= PROBLEM DESCRIPTION =
Select every line of the entries that contains the string "tower", matching case exactly.

====

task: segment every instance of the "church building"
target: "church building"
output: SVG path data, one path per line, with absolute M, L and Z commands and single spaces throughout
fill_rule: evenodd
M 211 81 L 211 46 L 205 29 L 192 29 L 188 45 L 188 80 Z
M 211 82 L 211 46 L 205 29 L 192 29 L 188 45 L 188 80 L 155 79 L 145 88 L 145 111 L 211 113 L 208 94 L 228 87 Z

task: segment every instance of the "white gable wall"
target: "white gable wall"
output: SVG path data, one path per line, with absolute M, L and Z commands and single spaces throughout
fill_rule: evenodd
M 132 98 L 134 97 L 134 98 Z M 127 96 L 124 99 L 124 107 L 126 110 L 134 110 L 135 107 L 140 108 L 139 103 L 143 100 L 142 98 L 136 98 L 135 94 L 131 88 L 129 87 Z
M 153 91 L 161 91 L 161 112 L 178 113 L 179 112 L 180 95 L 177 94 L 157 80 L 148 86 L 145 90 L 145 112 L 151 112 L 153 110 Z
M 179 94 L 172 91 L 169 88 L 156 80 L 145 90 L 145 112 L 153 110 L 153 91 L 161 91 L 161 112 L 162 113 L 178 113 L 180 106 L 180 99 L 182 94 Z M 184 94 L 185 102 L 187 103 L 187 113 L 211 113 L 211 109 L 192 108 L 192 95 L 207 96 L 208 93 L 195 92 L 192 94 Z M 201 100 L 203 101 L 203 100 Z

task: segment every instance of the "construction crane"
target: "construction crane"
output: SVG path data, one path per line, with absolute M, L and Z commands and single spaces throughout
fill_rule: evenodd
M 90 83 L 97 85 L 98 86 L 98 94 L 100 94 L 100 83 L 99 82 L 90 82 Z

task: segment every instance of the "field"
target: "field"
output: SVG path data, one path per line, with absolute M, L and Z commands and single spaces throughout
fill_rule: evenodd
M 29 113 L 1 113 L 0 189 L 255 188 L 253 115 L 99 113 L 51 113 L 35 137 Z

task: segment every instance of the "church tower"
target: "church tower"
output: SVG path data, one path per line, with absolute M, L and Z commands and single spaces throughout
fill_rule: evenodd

====

= RESPONSE FOR THIS EXERCISE =
task: segment every instance of the "church tower"
target: "church tower"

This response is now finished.